Task prompt:
Once you find the line containing "When asked for", output it and every line after it to the end of the records, exactly.

Natural language region descriptions:
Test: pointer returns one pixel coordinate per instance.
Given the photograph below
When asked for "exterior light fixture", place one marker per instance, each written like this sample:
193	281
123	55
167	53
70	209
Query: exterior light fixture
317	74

Solution to this exercise:
When asked for "exterior light fixture", place one marker per instance, each written like this sample:
193	281
123	55
167	53
70	209
Query: exterior light fixture
317	74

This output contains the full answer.